◆ **Entries from a dataset**:

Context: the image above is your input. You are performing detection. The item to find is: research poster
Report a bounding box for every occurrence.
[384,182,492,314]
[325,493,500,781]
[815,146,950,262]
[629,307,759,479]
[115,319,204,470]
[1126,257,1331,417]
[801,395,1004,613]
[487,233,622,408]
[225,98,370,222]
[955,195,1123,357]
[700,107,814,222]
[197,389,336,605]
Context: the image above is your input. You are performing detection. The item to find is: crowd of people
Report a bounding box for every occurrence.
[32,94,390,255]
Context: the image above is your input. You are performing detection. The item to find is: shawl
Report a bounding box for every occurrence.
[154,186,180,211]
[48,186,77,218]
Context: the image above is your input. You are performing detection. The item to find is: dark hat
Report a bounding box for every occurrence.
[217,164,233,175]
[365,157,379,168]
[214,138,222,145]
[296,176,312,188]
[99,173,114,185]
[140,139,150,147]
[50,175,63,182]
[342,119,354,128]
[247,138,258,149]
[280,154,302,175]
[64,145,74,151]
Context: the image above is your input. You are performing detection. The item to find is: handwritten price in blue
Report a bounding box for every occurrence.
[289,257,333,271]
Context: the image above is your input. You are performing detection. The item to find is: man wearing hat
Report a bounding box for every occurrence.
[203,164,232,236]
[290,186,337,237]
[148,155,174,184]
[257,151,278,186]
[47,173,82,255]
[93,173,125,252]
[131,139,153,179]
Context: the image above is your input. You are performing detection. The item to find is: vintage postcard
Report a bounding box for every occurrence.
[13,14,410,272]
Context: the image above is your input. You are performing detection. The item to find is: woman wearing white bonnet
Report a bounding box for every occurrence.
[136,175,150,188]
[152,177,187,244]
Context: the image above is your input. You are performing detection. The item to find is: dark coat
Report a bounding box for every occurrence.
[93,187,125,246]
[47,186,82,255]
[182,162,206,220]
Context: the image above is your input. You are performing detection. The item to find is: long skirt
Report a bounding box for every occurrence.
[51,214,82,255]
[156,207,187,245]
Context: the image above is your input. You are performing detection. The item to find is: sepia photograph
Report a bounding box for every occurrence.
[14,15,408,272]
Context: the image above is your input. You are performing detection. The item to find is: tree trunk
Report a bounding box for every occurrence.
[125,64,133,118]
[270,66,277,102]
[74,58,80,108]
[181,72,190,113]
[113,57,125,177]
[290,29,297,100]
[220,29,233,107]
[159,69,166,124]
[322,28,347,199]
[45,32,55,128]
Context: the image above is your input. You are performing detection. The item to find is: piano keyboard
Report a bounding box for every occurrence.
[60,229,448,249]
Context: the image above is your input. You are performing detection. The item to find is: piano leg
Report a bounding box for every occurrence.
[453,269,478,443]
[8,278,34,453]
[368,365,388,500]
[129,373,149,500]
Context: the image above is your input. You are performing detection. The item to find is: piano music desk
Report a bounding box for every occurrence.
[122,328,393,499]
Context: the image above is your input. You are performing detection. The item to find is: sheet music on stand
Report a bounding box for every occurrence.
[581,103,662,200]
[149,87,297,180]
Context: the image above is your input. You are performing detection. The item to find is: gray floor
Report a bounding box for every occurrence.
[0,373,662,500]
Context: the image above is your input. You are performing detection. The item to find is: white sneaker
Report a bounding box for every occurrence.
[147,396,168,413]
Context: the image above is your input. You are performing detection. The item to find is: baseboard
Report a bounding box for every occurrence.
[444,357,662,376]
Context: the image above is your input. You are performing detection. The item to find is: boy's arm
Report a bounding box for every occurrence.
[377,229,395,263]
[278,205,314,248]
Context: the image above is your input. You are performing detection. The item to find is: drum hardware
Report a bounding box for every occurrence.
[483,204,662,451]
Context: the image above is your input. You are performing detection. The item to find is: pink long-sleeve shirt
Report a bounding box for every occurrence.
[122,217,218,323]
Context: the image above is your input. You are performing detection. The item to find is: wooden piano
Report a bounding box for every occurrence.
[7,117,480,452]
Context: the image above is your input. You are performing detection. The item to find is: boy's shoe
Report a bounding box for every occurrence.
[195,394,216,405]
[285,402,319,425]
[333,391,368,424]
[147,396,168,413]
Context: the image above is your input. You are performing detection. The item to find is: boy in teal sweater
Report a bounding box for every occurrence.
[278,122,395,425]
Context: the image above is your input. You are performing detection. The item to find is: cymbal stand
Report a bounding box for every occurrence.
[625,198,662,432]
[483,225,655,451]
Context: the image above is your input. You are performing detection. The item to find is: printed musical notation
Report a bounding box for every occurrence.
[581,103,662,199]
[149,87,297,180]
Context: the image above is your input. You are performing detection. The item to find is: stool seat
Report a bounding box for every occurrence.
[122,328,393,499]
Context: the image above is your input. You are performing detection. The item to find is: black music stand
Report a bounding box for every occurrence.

◆ **What the task asks**:
Collect every line of the records above that contains the word "stand". Letter case matters.

◆ **Answer for this exercise**:
Context: the image above is your input. You are performing detection. The item to find is: sheet music on stand
Context: the image above is your input. You are performing detection. The item to find is: cymbal stand
Context: the image above is your input. You are performing detection. The item to find is: black music stand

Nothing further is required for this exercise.